PROBLEM DESCRIPTION: Would you retype, word for word, the line with "If you could point to the forested" and every line after it through the end of the records below?

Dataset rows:
———
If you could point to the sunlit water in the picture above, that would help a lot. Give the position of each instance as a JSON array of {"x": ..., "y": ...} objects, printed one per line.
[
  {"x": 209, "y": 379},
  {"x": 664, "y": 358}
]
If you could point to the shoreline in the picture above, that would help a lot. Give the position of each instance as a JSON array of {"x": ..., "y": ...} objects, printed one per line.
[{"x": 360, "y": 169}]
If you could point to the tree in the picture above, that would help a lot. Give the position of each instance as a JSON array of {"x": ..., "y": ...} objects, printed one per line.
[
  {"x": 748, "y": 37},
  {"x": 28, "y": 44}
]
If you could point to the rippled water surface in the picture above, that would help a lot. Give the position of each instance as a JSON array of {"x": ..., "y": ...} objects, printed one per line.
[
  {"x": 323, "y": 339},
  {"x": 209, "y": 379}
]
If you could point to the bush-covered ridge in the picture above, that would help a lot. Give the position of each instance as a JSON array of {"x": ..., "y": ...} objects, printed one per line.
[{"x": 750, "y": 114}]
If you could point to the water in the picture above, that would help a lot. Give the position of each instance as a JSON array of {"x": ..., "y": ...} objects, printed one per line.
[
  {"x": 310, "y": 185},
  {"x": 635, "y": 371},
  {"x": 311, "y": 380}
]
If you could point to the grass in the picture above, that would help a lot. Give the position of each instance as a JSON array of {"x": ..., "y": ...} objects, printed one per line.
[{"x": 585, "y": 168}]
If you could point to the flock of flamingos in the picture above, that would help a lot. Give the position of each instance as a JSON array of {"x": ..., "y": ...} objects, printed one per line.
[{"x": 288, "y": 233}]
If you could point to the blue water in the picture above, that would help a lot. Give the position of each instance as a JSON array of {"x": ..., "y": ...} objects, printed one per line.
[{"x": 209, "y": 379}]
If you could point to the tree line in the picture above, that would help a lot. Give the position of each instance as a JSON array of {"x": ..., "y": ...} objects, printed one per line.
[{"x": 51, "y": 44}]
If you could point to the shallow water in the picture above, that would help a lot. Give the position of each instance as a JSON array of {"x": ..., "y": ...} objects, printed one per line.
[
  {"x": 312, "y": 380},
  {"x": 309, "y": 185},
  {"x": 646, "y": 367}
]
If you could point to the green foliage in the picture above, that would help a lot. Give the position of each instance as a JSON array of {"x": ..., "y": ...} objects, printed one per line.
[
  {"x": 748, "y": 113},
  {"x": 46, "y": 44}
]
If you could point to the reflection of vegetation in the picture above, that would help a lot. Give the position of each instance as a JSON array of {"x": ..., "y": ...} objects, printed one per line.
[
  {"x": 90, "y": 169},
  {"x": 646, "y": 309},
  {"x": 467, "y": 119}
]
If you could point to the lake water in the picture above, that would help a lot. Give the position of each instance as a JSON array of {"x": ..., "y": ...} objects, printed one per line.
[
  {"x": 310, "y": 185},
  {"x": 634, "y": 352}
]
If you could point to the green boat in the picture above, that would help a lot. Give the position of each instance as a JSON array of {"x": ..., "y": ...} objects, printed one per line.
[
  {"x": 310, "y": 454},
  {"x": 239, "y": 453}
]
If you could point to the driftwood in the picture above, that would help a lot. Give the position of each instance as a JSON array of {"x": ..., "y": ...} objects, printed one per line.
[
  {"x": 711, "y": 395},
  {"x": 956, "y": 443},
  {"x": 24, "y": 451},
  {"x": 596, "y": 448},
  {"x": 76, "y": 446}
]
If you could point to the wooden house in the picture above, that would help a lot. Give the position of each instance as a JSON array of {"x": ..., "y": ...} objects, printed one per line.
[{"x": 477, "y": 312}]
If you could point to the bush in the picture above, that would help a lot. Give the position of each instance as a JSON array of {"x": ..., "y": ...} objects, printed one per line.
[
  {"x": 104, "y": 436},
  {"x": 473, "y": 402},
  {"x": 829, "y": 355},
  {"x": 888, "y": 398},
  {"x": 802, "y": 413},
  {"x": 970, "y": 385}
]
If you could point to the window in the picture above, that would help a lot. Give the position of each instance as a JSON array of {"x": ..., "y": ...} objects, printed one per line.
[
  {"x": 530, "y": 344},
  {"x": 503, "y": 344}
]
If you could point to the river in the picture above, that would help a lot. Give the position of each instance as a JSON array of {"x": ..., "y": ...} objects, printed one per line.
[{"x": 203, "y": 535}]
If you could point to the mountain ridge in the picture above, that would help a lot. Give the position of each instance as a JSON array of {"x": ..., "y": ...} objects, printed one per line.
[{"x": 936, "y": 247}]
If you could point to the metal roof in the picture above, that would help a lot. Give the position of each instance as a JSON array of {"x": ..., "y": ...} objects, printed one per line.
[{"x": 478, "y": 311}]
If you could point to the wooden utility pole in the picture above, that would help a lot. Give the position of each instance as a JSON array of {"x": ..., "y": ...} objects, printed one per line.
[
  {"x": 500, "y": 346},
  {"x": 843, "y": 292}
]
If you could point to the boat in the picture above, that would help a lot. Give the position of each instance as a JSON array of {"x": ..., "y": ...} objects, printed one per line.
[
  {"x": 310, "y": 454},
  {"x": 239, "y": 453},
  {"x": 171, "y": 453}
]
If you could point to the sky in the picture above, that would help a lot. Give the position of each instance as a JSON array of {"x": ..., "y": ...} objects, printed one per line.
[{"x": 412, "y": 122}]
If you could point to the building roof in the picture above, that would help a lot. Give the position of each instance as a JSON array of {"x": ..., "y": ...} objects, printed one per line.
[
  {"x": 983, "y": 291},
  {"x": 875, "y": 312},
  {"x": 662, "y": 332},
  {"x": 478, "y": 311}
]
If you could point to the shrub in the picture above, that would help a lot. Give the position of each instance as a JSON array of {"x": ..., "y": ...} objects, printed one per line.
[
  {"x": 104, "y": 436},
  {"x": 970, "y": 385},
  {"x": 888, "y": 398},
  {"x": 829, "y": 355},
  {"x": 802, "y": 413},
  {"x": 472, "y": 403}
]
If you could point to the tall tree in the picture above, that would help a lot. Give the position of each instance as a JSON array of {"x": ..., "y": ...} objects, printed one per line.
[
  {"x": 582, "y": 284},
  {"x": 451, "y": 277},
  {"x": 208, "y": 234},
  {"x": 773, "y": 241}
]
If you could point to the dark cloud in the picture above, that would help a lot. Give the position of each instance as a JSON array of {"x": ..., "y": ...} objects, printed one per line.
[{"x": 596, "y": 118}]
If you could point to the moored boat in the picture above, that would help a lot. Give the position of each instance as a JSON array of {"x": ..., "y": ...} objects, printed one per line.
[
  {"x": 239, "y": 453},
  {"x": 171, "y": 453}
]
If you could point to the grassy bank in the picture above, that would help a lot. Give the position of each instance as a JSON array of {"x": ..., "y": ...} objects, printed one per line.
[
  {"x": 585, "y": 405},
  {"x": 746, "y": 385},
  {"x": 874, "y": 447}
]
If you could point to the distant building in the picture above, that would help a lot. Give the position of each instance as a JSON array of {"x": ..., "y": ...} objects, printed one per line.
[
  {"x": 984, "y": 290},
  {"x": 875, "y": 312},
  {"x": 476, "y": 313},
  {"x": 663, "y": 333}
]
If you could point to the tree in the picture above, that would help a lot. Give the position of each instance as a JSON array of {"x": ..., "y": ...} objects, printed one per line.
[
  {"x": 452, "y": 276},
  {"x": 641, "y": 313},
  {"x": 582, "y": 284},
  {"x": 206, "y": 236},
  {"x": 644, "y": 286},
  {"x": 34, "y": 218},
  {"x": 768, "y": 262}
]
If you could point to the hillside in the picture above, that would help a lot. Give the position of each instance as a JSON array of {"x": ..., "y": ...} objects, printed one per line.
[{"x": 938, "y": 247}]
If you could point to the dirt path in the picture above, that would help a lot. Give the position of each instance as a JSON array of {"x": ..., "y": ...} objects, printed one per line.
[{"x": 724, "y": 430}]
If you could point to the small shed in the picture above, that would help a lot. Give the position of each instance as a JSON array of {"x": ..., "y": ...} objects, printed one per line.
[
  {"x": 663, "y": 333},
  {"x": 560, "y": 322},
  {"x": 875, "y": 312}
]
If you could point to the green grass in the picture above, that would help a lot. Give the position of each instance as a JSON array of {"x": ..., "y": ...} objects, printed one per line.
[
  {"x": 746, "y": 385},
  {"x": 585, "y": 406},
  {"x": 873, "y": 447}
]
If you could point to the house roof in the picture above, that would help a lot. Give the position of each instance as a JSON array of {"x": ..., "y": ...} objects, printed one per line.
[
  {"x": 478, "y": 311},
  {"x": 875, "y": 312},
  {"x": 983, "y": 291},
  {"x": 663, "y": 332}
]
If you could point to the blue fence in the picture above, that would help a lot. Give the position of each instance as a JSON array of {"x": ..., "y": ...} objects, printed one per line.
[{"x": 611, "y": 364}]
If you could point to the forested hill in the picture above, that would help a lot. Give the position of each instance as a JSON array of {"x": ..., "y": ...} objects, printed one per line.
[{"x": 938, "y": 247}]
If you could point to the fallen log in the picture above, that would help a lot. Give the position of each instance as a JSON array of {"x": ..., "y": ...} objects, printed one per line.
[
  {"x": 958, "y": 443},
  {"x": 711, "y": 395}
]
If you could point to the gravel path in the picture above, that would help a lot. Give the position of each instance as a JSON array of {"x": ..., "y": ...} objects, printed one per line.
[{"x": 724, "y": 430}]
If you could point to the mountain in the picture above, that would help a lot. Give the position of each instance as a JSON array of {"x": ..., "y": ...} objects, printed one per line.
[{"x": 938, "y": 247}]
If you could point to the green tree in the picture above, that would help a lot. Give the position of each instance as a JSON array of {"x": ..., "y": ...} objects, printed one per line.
———
EXPECTED ANSWER:
If you could point to the forested hill in the picture above, that would help a lot. Give the position of each instance as a JSON array of {"x": ..., "y": ...} objects, printed one per line.
[{"x": 938, "y": 247}]
If you could point to the fallen log in the picture above, that would help a lot. Give the position of each instance as a JSON array of {"x": ..., "y": ...} objects, printed one per line.
[
  {"x": 958, "y": 443},
  {"x": 711, "y": 395}
]
If you could point to the gravel path in the picture above, that would help a lot. Give the position of each instance as a JSON array of {"x": ..., "y": ...} objects, printed one per line.
[{"x": 724, "y": 430}]
If you could point to the mountain in the picture above, that would help a lot. Give the position of each instance as a JSON array of {"x": ..., "y": ...} objects, printed one per line.
[{"x": 938, "y": 247}]
If you could point to the green tree in the picture above, that would help a lot. Give the position of each instance as a JSON array of {"x": ..., "y": ...} objects, printed one per line.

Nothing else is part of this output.